Urinary cytology was performed by staining according to the Papanicolaou technique. The samples were evaluated by an experienced pathologist who was blinded to the clinical history of the patients. Results were assessed as positive only in cases with the detection of tumor cells. Suspicious and negative cases were assessed together as negative for the calculations of sensitivity and specificity. Specimens with mild atypia were categorized as negative whereas specimens with moderate-to-severe atypia were categorized as positive.

Fluorescencein situ hybridization analysis

FISH tests were performed following the manufacturer's instructions, as previously described.[11] A test result was defined as positive if it met one of the following criteria: 5 or more morphologically abnormal cells of 25 analyzed cells that had polysomy of 2 or more chromosomes (3, 7, or 17); 10 or more nuclei with the same polysomy in one chromosome (3, 7, or 17); and homozygous deletion of 9p21 in 12 or more cells.

Statistical analysis

To assess the significance of the differences between cytology and FISH analysis, as far as tumor grades and stages were concerned, Fisher's exact test (SAS software, v9.4, SAS Institute, Inc., Cary, NC, USA) was applied to determine the statistical difference. P < 0.05 was considered statistically significant.


 > Results Top


In total, voided urine specimens from 44 patients with UUT-UC and 26 controls were analyzed in this study. In the 44 patients with UUT-UC, the cytology was negative in 32 of the total 44 specimens (72.7%) and positive in 12 specimens (27.3%), whereas FISH obtained positive consequences in 35 specimens (79.5%) and negative in 9 specimens (20.5%). The overall sensitivity of cytology and FISH was 27.3% and 79.5%, respectively [Table 1]. There was no significant difference between renal pelvic UC and ureteric UC for the sensitivity of cytology and FISH [Table 2].

Actions to take
1. Decide whether each statement below agrees with the excerpt on urinary cytology and FISH, answering yes or no and quoting the deciding words of that excerpt: (a) Specimens with mild atypia were categorized as positive. (b) The pathologist who evaluated the samples was blinded to the patients' clinical history. (c) FISH was positive in 35 of the 44 specimens from patients with UUT-UC.
2. Continue the excerpt on urinary cytology and FISH from its final sentence onward.

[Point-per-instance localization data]

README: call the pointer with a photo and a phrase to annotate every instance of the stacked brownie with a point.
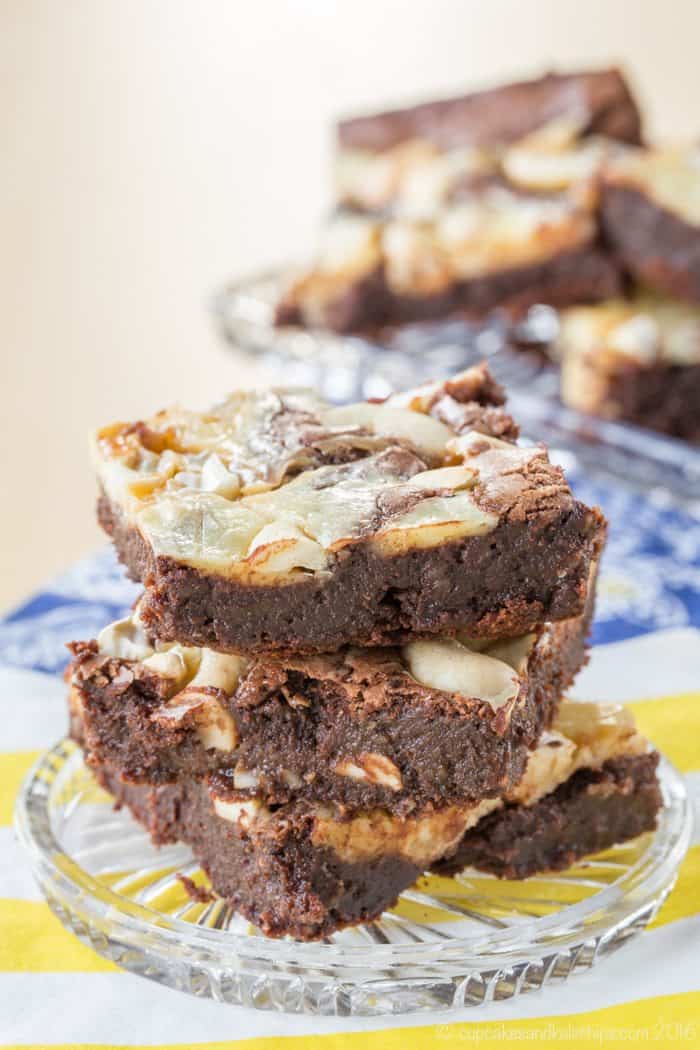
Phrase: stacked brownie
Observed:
(347, 662)
(485, 201)
(535, 192)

Expected responses
1.
(a) No: "Specimens with mild atypia were categorized as negative"
(b) Yes: "who was blinded to the clinical history of the patients"
(c) Yes: "FISH obtained positive consequences in 35 specimens (79.5%)"

2.
Table 1: Detailed comparison of sensitivity and specificity obtained by cytology and fluorescence in situ hybridization

Click here to view
Table 2: Comparison of sensitivity obtained by cytology and fluorescence in situ hybridization between tumors in renal pelvis and ureter

Click here to view


As far as tumor grades and stages were concerned, sensitivity of cytology and FISH by grade was 28.6% vs. 64.3% for LG (P = 0.128) and 26.7% vs. 86.7% for HG (P < 0.001), respectively. FISH was more sensitive for low- and high-grade lesions than that of in cytology. Sensitivity of cytology and FISH for nonmuscle-invasive tumors (pTa, pT1) was 25% and 12.5%, respectively, whereas for muscle-invasive tumors (pT2, pT3, pT4), it was 27.8% and 94.4%, respectively [Table 1].

Among the 26 controls, there was one false-positive result by FISH in a woman (aged 47 years) with left kidney stone disease and urinary tract infection (UTI). There was no evidence of any UC in this patient by image examinations. Thus, the specificity of cytology and FISH was 100% and 96.2%, respectively [Table 1]. The positive and negative predictive values (NPVs) of cytology for UUT-UC were 100% and 44.8%, respectively, whereas for FISH, they were 97.2% and 74.3%, respectively.

For all 35 positive FISH results, 27 (77.1%) cases were positive due to the gain of two or more chromosomes in five or more urinary cells, among which, 21 (60%) cases showed positivity of all the four chromosomes, seven (20%) cases matched the criterion that 10 or more cells gained a single chromosome, whereas only one (2.9%) case was positive because of the homozygous deletion of 9p21 in 12 or more cells.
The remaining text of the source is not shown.